> [Records for processing]:

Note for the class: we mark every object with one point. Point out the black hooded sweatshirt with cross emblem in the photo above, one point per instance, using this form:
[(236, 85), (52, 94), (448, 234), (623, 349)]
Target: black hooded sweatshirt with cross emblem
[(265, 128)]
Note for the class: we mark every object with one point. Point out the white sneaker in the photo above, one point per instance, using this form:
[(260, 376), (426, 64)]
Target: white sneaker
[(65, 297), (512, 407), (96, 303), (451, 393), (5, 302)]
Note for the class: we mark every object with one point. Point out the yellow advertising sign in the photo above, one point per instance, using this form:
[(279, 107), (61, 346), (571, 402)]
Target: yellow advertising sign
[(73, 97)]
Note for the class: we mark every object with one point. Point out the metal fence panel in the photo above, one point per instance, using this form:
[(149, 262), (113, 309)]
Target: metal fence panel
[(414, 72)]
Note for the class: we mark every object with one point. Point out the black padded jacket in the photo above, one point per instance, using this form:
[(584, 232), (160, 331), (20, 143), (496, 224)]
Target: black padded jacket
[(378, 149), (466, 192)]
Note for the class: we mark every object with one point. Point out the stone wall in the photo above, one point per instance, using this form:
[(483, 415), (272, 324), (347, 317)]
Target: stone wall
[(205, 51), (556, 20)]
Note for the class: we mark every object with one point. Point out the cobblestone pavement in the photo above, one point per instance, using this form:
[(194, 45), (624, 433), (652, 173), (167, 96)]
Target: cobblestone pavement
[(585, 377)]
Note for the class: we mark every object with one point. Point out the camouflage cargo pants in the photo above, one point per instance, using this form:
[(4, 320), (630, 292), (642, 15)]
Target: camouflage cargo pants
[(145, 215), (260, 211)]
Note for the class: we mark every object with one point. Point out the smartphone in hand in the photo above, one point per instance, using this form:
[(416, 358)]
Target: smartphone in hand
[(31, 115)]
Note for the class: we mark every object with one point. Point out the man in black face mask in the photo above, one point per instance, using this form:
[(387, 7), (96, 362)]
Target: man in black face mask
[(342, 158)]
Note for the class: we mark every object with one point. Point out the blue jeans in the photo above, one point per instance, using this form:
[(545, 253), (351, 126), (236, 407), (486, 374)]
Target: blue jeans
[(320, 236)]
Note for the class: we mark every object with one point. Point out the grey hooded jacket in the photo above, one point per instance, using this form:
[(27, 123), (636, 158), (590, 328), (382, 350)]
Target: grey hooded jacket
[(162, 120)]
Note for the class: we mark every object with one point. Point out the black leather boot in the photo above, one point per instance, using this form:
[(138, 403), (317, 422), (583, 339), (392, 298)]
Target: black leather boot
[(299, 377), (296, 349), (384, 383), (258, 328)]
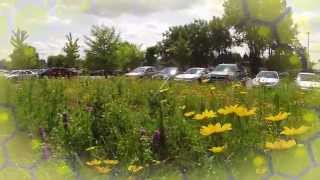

> [What is expected]:
The line that contains "out the grey" opens the part to copy, and the last line of the records closes it; set down those lines exactly, pictures excluded.

> [Answer box]:
Note for the class: we mark every object with one point. Point out the grey hooded jacket in the photo above, one point per instance, using this form:
[(27, 123), (636, 158), (590, 328), (382, 350)]
Target: grey hooded jacket
[(162, 120)]
Note for the class: we mark every object with one point. Point out the black leather boot in the photo above, one point per instance, using this form:
[(138, 403), (317, 422), (583, 339), (392, 298)]
Target: black leather boot
[(299, 377), (296, 349), (384, 383), (258, 328)]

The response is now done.